▸ **Objetivo a**:
Según el documento sobre el código de la desviación, ¿a qué corresponde la columna de las funciones?

################

Código de la desviación

Niveles

Funciones

Operadores poéticos

(Tipos de desviación)

 

 

Fónico

(Versificación)

 

 

Contraste

(sonido-sentido)

 

Pausa métrica vs pausa sintáctica

Encabalgamiento

 

Dicción

 

Rimas no categoriales

Aliteración

 

 

 

Semántico

 

Predicación

 

Epíteto impertinente

Metáfora

 

Determinación

 

Epíteto redundante

 

Coordinación

 

Inconsecuencia

 

Sintáctico

 

Orden de las palabras

 

Inversión

 

La columna de las funciones corresponde a las normas transgredidas de la prosa por los operadores poéticos o desviaciones, situados en la tercera hilera. Según el tipo de infracción que presenten, bajo este código es posible reorganizar, sistemáticamente y desde un punto de vista lingüístico, el repertorio de figuras de la retórica clásica.

################

▸ **Objetivo b**:
Por favor, vuelve a escribir todo, desde la fila que contiene "For the benchmark, mark every instance of the long" hasta la última fila, con las peticiones incluidas, y desplaza cada coordenada de las respuestas sumándole -30.

################

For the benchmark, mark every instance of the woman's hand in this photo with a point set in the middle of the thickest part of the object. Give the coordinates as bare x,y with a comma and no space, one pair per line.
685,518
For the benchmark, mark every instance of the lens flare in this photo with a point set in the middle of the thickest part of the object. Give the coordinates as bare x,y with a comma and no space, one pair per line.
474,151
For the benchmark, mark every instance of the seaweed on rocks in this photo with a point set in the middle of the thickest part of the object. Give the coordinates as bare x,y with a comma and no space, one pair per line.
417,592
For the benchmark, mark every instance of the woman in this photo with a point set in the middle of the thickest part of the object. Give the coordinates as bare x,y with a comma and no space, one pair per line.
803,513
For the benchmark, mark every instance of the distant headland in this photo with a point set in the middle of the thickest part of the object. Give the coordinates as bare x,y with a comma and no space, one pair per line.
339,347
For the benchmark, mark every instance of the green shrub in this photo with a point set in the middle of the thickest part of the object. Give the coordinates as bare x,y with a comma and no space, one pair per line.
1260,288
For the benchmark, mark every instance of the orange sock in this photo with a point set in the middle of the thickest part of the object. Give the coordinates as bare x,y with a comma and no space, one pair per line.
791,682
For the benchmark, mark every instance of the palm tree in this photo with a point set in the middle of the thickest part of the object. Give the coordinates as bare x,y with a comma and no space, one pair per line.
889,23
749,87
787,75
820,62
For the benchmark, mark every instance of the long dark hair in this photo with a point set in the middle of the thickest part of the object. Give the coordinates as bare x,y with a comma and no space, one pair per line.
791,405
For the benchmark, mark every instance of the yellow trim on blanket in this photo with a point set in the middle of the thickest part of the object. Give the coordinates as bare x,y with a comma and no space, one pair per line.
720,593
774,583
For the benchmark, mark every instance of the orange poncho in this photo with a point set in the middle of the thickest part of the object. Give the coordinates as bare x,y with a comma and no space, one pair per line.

################

▸ **Respuesta escrita a**:
A las normas de la prosa transgredidas por los operadores poéticos o desviaciones.

▸ **Respuesta escrita b**:
For the benchmark, mark every instance of the long dark hair in this photo with a point set in the middle of the thickest part of the object. Give the coordinates as bare x,y with a comma and no space, one pair per line.
761,375
For the benchmark, mark every instance of the yellow trim on blanket in this photo with a point set in the middle of the thickest part of the object. Give the coordinates as bare x,y with a comma and no space, one pair per line.
690,563
744,553
For the benchmark, mark every instance of the orange poncho in this photo with a point set in the middle of the thickest part of the object. Give the coordinates as bare x,y with a comma and no space, one pair per line.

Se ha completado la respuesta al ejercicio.